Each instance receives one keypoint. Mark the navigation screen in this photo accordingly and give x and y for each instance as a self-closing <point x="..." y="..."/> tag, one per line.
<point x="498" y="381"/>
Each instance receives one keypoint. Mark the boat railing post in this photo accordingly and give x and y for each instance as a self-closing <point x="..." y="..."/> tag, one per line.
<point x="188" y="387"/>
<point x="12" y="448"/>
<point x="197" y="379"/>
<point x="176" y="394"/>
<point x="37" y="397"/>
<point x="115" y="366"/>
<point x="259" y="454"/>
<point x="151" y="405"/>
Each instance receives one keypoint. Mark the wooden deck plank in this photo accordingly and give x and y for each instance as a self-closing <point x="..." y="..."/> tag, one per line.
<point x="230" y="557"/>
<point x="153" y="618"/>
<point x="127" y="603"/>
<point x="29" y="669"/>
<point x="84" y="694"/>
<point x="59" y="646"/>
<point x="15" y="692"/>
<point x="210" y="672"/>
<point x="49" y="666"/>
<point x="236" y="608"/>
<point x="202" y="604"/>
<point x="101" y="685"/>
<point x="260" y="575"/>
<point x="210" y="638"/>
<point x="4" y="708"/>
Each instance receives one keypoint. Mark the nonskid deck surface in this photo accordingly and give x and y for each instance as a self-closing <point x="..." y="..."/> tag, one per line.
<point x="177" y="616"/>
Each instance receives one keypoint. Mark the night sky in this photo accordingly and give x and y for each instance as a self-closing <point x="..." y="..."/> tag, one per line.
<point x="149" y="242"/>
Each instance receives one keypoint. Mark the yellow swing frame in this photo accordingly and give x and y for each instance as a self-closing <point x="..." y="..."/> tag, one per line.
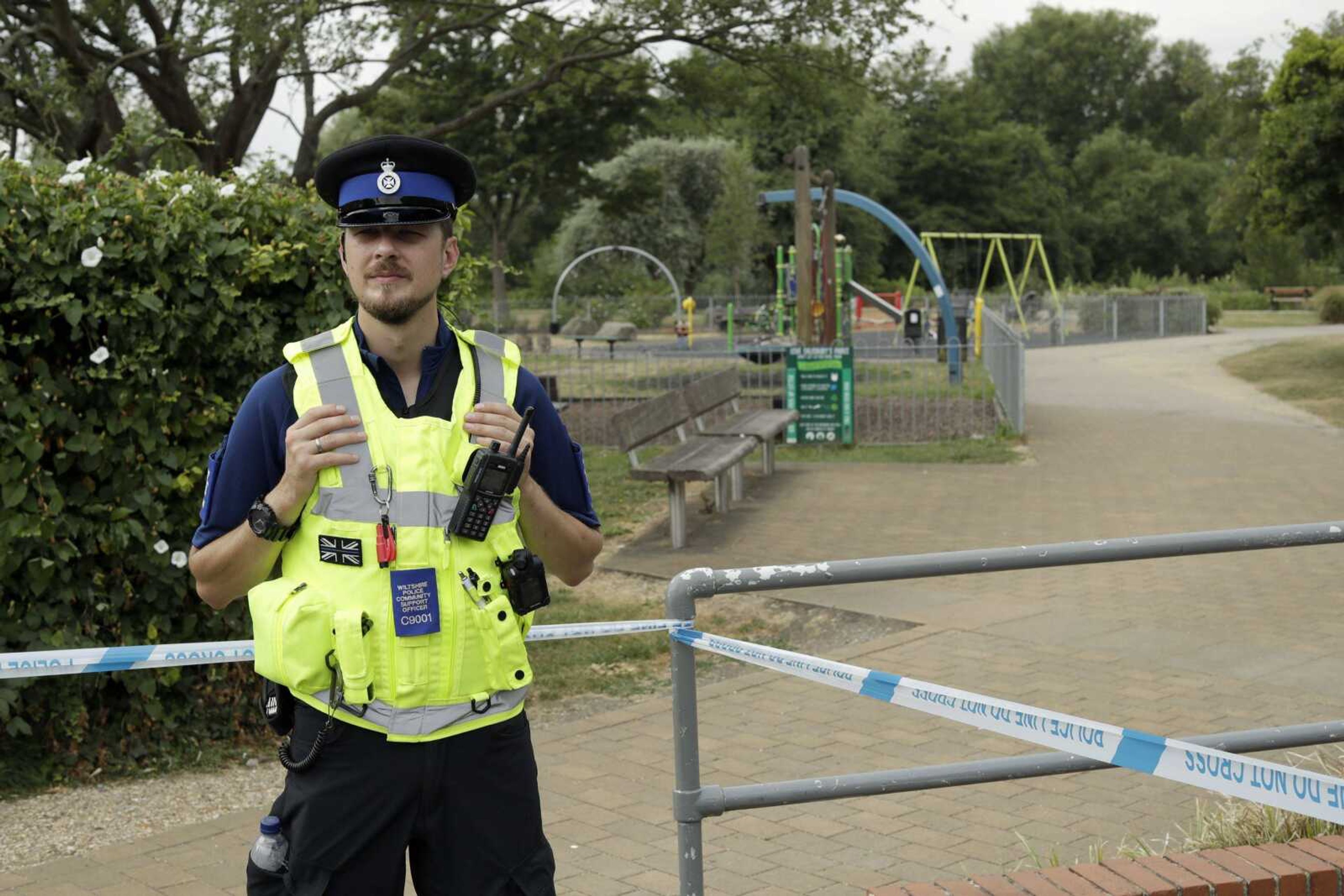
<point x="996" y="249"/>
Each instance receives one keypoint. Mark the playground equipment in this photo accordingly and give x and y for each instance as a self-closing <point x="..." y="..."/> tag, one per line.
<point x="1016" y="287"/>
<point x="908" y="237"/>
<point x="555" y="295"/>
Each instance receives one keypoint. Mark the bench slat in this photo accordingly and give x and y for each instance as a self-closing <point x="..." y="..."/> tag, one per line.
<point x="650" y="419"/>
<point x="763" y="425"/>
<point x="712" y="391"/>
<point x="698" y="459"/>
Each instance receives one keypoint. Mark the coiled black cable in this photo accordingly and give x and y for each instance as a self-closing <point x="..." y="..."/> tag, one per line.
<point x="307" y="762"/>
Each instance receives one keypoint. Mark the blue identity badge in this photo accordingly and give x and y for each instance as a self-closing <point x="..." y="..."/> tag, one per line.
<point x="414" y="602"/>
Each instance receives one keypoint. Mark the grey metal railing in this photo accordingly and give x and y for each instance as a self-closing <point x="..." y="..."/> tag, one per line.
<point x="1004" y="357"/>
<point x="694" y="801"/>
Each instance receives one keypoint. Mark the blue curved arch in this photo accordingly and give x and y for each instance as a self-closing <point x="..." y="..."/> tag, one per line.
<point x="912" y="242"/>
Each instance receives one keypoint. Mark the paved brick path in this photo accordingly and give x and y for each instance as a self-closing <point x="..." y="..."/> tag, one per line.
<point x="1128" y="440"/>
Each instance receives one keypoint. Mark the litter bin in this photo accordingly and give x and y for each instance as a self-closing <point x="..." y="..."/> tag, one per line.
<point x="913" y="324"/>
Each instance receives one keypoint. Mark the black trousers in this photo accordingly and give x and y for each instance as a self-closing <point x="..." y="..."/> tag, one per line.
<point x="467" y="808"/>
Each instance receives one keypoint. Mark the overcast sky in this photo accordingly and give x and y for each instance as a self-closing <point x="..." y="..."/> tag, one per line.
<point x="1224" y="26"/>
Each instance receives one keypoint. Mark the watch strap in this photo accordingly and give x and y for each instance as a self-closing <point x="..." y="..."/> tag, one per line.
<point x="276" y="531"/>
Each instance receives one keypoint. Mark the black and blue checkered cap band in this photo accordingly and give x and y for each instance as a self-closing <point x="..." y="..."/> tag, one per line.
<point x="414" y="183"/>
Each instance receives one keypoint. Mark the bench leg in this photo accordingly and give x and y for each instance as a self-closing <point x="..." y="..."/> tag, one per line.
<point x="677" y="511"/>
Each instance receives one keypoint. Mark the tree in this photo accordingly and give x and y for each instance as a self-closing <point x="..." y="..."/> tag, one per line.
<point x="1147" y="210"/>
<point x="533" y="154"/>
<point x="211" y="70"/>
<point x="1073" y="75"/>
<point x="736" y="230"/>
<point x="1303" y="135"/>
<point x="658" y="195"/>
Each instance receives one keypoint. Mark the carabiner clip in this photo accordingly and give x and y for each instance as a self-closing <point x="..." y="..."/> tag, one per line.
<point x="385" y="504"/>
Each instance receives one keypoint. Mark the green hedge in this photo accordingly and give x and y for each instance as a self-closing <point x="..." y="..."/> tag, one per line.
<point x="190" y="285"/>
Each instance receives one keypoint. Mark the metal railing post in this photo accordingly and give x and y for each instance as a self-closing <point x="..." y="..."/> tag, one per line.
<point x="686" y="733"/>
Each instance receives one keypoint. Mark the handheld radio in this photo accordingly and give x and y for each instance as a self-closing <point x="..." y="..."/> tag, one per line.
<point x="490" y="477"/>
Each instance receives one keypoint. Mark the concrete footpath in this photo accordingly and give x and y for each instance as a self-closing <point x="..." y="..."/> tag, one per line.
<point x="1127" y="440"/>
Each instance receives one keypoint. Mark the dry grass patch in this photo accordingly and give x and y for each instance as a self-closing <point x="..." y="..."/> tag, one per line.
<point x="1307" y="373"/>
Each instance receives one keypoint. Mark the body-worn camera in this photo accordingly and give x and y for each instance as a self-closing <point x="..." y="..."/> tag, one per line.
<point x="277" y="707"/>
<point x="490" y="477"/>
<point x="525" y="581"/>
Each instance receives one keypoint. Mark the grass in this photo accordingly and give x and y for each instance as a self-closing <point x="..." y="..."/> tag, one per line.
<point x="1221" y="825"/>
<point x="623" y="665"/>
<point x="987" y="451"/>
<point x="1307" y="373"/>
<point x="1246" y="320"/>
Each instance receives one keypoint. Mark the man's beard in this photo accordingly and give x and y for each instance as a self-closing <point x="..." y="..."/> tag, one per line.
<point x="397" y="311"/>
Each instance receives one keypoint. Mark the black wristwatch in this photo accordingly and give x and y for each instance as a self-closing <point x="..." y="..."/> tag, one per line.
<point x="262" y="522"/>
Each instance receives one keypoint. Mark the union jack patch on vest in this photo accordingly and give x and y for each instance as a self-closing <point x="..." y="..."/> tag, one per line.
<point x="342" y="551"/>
○ ○ ○
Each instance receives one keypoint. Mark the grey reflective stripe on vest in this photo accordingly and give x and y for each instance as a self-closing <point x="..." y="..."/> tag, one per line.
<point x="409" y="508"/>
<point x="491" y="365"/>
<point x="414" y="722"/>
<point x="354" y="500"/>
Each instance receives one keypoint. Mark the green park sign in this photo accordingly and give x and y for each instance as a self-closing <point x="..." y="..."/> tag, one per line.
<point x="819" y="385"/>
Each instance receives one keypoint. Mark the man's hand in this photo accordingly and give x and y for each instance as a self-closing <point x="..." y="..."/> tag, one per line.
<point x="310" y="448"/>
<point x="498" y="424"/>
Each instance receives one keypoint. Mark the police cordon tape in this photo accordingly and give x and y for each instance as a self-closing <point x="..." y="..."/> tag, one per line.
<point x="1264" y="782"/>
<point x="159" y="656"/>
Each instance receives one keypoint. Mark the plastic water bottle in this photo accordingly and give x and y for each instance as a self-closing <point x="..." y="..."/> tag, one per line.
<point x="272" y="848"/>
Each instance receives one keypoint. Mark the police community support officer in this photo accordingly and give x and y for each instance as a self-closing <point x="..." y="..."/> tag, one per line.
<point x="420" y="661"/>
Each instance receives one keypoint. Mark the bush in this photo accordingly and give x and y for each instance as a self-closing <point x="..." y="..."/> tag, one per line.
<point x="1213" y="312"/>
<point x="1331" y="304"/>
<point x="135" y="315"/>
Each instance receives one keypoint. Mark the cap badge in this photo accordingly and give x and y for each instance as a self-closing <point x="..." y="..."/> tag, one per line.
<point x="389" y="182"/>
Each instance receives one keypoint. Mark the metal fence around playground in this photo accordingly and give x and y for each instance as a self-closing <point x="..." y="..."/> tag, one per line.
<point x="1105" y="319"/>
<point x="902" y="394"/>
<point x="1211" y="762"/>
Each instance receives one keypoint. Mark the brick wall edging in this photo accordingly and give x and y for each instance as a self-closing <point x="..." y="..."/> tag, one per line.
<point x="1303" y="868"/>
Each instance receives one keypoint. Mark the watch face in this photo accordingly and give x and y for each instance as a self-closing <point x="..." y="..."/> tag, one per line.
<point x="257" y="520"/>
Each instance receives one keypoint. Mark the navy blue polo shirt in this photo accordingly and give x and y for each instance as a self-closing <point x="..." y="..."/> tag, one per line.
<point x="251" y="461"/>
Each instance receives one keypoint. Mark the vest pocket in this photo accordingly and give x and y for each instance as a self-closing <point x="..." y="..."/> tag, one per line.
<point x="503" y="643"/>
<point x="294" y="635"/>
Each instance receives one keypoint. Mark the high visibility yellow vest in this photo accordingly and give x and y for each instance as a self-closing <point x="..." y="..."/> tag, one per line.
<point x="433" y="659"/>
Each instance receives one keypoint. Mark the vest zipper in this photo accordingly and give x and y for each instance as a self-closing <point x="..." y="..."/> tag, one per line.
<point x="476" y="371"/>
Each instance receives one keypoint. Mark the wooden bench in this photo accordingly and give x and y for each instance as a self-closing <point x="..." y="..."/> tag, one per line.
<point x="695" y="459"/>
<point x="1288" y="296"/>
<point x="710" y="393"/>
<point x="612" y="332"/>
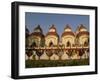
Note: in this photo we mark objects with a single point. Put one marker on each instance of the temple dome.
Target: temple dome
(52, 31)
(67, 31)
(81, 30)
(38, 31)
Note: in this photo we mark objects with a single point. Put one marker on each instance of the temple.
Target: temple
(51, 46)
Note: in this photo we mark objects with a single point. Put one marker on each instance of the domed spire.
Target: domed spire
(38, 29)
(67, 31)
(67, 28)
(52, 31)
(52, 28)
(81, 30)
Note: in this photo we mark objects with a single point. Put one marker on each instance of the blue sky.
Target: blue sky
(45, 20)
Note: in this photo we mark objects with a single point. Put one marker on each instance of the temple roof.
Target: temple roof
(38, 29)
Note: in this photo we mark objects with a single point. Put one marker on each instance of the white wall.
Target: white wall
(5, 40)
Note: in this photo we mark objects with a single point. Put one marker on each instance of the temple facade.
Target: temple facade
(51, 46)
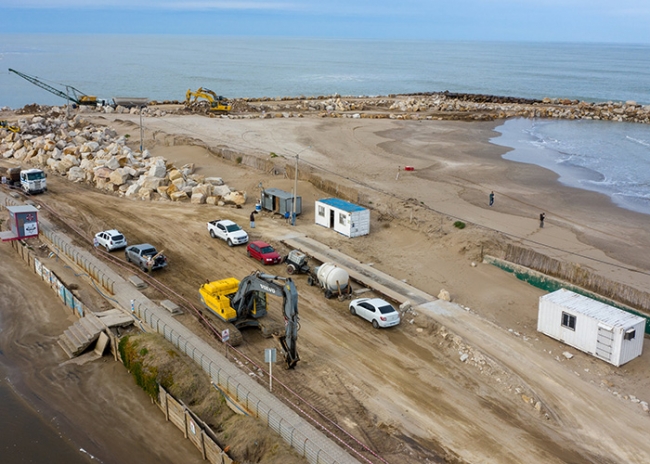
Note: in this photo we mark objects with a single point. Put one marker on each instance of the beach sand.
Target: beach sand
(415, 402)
○ ○ ○
# PROBLEM DESCRIPTION
Wherever the string "marker" occurs in the data, copy the line that holds it.

# REPLY TO THE EXERCISE
Note: in this photo we mark objects with a single point. Put one marker on each instance of the temple dome.
Note: in this photo we mark objects with a single point. Put one marker on each instance of the temple.
Note: in this photo we mark objects with a single point. Put one marker on each instance of the domed spire.
Note: in this photo we mark objects with a single point. Put one marker on each instance of the blue sky.
Note: in this photo we mark objects with a single point. Put one marker on each instance of the temple roof.
Note: in this photo we mark objects with a single point. Put one marker on each instance of the white wall.
Note: in this photo we mark objects with a single point. Put one marker on each instance of the temple facade.
Note: in this photo we mark objects with a single point. Put one marker on each instance of the beach sand.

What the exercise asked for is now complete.